Free Consultation Case Studies
This is a library of free LLM selection consultations.
Each case starts from a real, public GitHub question where a user was trying to decide which model, provider, or stack to use. The user pain is abstracted into a general selection problem — no personal data is copied.
For each case we run llm-selector, then write the kind of short, practical answer we would give in a free consultation.
These are advisory examples, not guarantees. Always validate with your own tasks, data policy, and cost profile.
How to read each case:
- Source — the public discussion that inspired the case
- Situation — the real-world selection problem
- Constraints — budget, hardware, language, privacy, tool, region
llm-selectorinputs — how we mapped it to scenario / sensitivity / budget / deployment- Shortlist — the tool’s top 3
- Free consultation — the practical recommendation
- 7-day action plan — how to test before committing
- Verification — how to confirm the endpoint and control cost
Case 1 — Smallest local model that runs on old hardware
- Source: ggml-org/llama.cpp · discussion #25071
- Situation: A beginner wants a local assistant on an old, low-spec machine and is unsure whether any model is usable at all.

● **Exercise tasks**
1. List every kind of constraint that the case-study page names under "Constraints."
2. Reproduce the passage of the case-study page starting with "Each case starts" and going on through "and cost profile.".
3. Carry the consultation case studies forward from the point where they stop.

[Excerpts from a dataset]
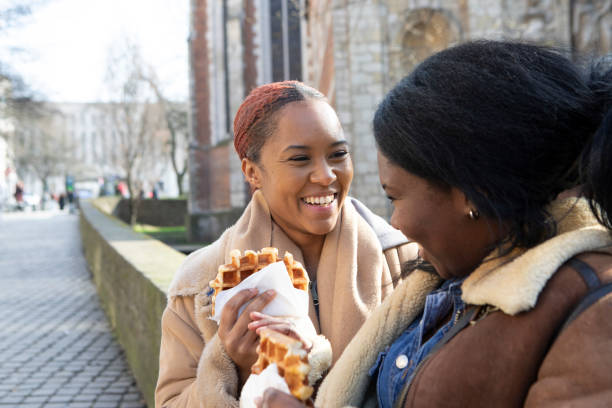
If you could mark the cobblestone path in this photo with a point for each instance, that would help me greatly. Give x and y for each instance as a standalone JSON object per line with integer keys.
{"x": 56, "y": 347}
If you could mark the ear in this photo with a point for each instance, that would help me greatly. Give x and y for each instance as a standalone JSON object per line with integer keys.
{"x": 252, "y": 173}
{"x": 460, "y": 201}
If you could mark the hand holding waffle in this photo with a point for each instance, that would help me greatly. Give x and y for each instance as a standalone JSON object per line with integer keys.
{"x": 283, "y": 287}
{"x": 292, "y": 327}
{"x": 239, "y": 342}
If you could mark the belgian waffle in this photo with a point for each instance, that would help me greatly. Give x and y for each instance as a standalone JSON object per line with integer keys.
{"x": 243, "y": 266}
{"x": 289, "y": 356}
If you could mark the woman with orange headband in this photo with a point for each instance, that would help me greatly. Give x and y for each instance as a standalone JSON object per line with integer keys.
{"x": 297, "y": 161}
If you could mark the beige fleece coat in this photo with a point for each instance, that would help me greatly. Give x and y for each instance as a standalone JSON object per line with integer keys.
{"x": 354, "y": 276}
{"x": 508, "y": 348}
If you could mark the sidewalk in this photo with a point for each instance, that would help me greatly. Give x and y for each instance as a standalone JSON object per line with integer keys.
{"x": 56, "y": 347}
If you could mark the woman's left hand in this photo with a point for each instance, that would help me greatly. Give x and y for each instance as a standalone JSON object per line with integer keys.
{"x": 273, "y": 398}
{"x": 285, "y": 325}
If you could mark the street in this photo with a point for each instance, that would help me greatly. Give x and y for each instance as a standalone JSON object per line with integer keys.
{"x": 56, "y": 346}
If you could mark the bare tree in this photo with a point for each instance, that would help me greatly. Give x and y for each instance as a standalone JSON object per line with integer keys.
{"x": 176, "y": 122}
{"x": 136, "y": 121}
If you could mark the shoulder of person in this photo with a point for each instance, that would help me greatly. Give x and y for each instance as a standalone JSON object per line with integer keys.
{"x": 388, "y": 236}
{"x": 199, "y": 268}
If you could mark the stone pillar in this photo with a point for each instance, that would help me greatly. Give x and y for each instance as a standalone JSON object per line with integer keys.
{"x": 209, "y": 209}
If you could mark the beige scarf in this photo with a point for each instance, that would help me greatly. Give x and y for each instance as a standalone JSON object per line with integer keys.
{"x": 352, "y": 275}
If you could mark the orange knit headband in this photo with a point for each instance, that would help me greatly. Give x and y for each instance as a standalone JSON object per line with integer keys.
{"x": 255, "y": 108}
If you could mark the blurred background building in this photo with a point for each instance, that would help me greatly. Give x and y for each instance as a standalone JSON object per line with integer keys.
{"x": 354, "y": 51}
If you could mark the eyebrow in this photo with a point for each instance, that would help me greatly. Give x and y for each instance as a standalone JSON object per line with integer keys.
{"x": 303, "y": 147}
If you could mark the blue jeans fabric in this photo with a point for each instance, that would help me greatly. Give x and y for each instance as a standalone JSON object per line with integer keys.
{"x": 408, "y": 349}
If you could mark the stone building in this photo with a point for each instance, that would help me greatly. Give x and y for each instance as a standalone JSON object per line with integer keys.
{"x": 354, "y": 51}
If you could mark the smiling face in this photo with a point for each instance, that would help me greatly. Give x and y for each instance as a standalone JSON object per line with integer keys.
{"x": 438, "y": 220}
{"x": 304, "y": 170}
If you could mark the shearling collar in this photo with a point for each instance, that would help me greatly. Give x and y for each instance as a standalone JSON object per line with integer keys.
{"x": 514, "y": 282}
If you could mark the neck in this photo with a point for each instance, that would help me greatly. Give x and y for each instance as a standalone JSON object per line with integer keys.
{"x": 312, "y": 255}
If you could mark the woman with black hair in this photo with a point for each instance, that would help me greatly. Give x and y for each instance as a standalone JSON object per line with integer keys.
{"x": 497, "y": 157}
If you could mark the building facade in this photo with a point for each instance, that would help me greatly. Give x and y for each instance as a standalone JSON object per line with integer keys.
{"x": 354, "y": 51}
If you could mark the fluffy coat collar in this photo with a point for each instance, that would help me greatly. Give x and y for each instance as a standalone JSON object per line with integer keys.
{"x": 511, "y": 283}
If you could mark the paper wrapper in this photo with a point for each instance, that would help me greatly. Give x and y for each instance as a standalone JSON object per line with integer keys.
{"x": 288, "y": 301}
{"x": 256, "y": 385}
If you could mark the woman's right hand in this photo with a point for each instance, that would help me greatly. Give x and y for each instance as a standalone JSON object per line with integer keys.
{"x": 274, "y": 398}
{"x": 239, "y": 342}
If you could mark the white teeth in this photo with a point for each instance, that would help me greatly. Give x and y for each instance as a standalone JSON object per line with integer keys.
{"x": 326, "y": 200}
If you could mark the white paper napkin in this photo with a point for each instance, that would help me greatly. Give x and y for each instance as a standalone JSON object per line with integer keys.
{"x": 256, "y": 385}
{"x": 288, "y": 301}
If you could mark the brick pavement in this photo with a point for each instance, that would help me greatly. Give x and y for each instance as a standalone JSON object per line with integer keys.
{"x": 56, "y": 346}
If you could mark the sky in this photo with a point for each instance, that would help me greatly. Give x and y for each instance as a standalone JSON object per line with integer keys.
{"x": 65, "y": 44}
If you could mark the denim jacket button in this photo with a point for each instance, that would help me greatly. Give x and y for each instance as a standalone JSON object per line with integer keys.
{"x": 401, "y": 361}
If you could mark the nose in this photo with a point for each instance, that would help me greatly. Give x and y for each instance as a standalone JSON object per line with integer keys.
{"x": 323, "y": 174}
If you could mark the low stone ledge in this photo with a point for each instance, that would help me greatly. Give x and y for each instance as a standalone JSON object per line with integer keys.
{"x": 132, "y": 273}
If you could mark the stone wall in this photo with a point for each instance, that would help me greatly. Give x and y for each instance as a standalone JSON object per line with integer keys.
{"x": 132, "y": 273}
{"x": 162, "y": 213}
{"x": 356, "y": 50}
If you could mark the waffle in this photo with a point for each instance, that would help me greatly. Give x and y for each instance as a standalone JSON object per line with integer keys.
{"x": 243, "y": 266}
{"x": 289, "y": 356}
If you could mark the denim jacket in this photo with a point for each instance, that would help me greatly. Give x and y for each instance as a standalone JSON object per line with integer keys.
{"x": 396, "y": 365}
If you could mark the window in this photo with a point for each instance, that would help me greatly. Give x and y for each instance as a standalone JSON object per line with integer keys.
{"x": 283, "y": 31}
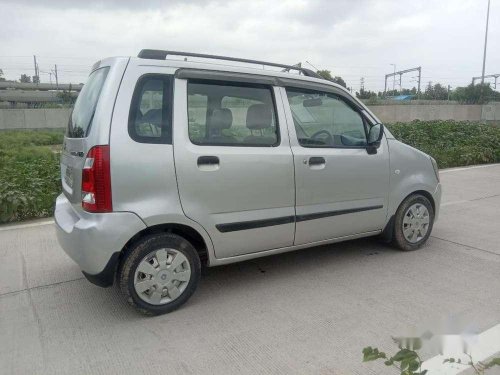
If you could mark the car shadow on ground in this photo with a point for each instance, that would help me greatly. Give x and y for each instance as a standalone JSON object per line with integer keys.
{"x": 222, "y": 282}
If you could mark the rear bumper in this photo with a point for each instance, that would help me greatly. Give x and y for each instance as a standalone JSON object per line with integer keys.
{"x": 94, "y": 241}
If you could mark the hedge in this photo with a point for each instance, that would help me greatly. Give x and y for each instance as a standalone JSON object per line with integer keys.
{"x": 30, "y": 178}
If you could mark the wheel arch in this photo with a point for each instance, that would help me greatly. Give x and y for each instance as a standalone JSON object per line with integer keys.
{"x": 182, "y": 230}
{"x": 388, "y": 231}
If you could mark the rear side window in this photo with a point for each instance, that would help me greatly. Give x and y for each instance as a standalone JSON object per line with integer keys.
{"x": 85, "y": 106}
{"x": 150, "y": 118}
{"x": 228, "y": 114}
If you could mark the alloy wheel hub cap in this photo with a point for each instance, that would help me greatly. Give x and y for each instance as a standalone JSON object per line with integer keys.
{"x": 416, "y": 223}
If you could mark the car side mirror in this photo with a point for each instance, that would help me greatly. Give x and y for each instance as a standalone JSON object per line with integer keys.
{"x": 374, "y": 138}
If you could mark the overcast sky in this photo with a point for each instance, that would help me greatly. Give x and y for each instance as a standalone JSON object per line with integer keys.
{"x": 352, "y": 38}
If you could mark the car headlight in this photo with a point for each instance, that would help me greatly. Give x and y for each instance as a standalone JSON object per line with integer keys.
{"x": 434, "y": 165}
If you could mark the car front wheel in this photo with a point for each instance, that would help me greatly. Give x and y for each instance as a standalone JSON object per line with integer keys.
{"x": 413, "y": 222}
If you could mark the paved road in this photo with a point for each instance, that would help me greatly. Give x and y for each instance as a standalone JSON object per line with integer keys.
{"x": 308, "y": 312}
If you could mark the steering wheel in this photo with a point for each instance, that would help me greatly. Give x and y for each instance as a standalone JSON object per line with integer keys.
{"x": 328, "y": 140}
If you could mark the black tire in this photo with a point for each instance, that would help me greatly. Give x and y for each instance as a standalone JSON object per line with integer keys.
{"x": 143, "y": 248}
{"x": 399, "y": 239}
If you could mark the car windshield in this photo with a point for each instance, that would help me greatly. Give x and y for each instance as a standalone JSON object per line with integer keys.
{"x": 83, "y": 112}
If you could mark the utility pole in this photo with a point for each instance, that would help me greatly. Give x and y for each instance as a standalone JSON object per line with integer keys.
{"x": 393, "y": 79}
{"x": 37, "y": 72}
{"x": 485, "y": 42}
{"x": 419, "y": 78}
{"x": 55, "y": 73}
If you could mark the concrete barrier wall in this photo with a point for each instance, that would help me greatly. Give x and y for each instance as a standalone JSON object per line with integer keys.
{"x": 426, "y": 112}
{"x": 53, "y": 118}
{"x": 47, "y": 118}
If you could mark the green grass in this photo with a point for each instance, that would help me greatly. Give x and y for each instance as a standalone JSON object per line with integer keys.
{"x": 29, "y": 174}
{"x": 452, "y": 144}
{"x": 30, "y": 178}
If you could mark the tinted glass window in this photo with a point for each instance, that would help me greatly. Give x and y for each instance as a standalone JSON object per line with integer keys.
{"x": 325, "y": 120}
{"x": 231, "y": 115}
{"x": 150, "y": 114}
{"x": 86, "y": 103}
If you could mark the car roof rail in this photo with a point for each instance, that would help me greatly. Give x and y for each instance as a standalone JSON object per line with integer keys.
{"x": 156, "y": 54}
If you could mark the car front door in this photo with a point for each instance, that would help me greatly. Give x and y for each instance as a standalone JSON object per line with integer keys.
{"x": 342, "y": 189}
{"x": 234, "y": 164}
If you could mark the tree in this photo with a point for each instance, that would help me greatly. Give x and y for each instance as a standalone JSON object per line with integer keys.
{"x": 25, "y": 78}
{"x": 326, "y": 74}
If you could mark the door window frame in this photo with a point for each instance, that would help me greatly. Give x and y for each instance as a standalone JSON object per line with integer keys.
{"x": 351, "y": 104}
{"x": 236, "y": 84}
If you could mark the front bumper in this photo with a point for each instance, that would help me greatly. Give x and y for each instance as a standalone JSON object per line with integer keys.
{"x": 94, "y": 240}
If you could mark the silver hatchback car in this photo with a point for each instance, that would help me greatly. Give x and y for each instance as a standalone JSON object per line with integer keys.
{"x": 174, "y": 161}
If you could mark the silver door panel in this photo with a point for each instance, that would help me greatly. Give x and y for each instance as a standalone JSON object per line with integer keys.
{"x": 246, "y": 184}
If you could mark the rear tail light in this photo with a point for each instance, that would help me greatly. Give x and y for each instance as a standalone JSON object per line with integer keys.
{"x": 96, "y": 181}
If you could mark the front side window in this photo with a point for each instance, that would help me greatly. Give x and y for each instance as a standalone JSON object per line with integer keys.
{"x": 150, "y": 112}
{"x": 85, "y": 106}
{"x": 325, "y": 120}
{"x": 231, "y": 115}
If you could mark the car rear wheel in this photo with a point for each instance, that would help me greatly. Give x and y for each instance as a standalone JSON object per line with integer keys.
{"x": 413, "y": 222}
{"x": 160, "y": 273}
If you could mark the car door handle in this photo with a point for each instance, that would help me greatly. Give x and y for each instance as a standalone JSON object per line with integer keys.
{"x": 317, "y": 160}
{"x": 208, "y": 160}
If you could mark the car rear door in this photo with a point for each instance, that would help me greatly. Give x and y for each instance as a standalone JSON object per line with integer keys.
{"x": 342, "y": 190}
{"x": 234, "y": 165}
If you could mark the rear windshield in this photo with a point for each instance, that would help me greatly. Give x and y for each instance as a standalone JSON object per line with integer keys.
{"x": 83, "y": 112}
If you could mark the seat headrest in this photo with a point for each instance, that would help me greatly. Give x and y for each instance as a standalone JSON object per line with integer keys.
{"x": 259, "y": 116}
{"x": 221, "y": 119}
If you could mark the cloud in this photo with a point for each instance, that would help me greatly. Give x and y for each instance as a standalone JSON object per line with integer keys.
{"x": 353, "y": 39}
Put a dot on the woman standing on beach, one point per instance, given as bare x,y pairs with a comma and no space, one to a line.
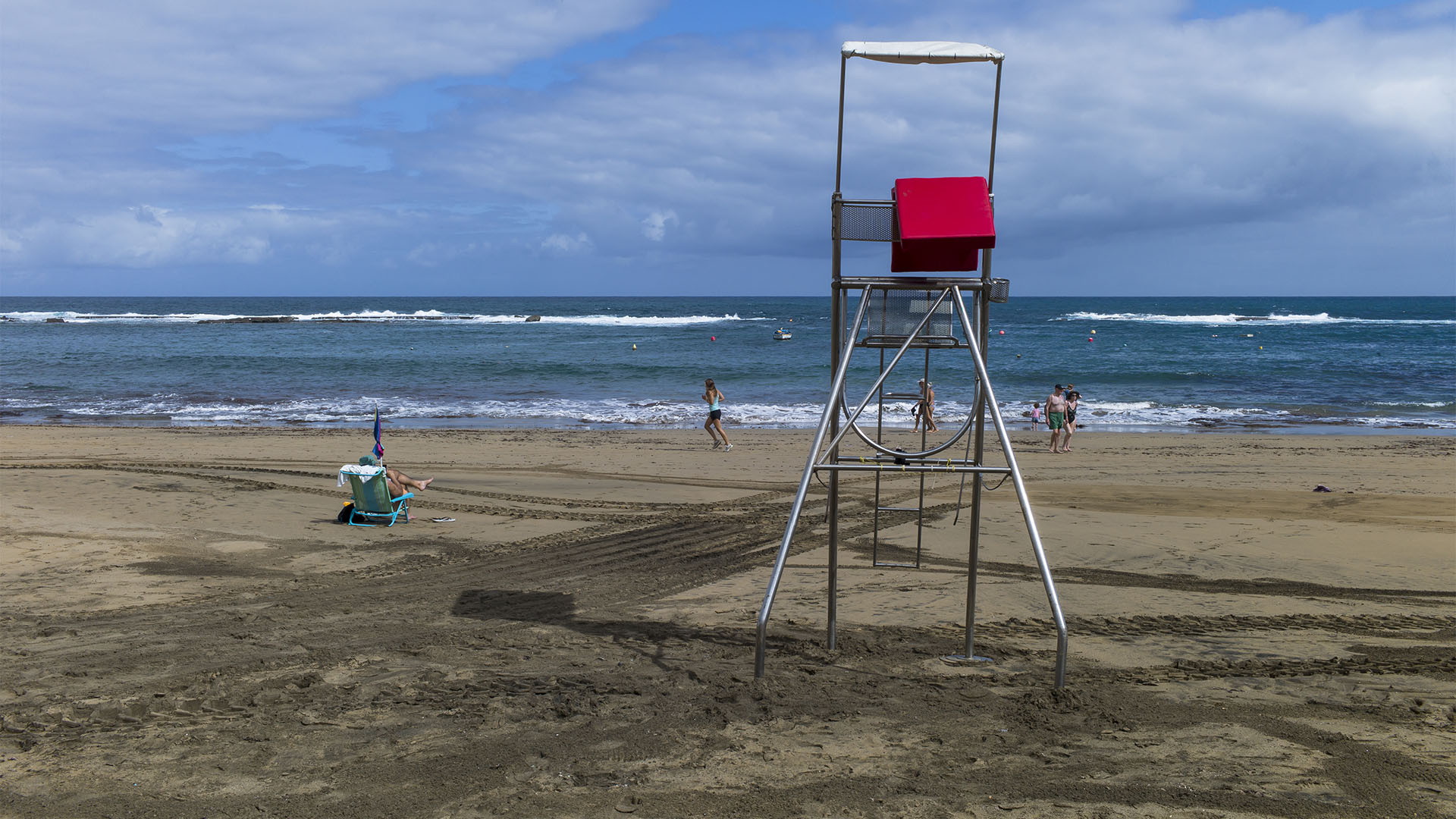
714,397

● **Results**
1. budget, hardware, language, privacy, tool, region

2.
Each case starts from a real, public GitHub question where a user was trying to decide which model, provider, or stack to use. The user pain is abstracted into a general selection problem — no personal data is copied.
For each case we run llm-selector, then write the kind of short, practical answer we would give in a free consultation.
These are advisory examples, not guarantees. Always validate with your own tasks, data policy, and cost profile.

3.
- Constraints: ~4GB RAM, CPU-only, total beginner, wants fully local/offline.
llm-selectorinputs: scenariooffice_automation, sensitivitypublic, budgetlow, deploymentprivate
python selector.py --scenario office_automation --sensitivity public --budget low --deployment private
- Shortlist: Local open-source (7) · Qwen (6) · GPT (3)
Free consultation:
On 4GB RAM, CPU-only, the realistic answer is a small local open-source model. Aim for a 1-2B class model in a low quant (for example a Q3/Q4 build) through llama.cpp or a friendly runtime. Do not expect agentic coding; expect a basic assistant for short tasks, drafting, and Q&A. Keep context small to avoid swapping.
7-day action plan:
- Day 1-2: install a runtime and pull one small model (1-2B, Q4).
- Day 3-4: test 5 real tasks you actually do (summaries, short replies, notes).
- Day 5: if it’s too slow, drop to a smaller model or lower quant.
- Day 6-7: decide if local is good enough, or if a cheap hosted API is worth it for harder tasks.
Verification:
- Watch RAM and response time, not just output quality.
- If you later add a hosted API, keep sensitive content local and only send public content out.
Case 2 — Best local model for a specific (non-English) language
- Source: icereed/paperless-gpt · discussion #17
- Situation: A user processes personal documents in a non-English language locally and needs a model that stays in that language and handles it well.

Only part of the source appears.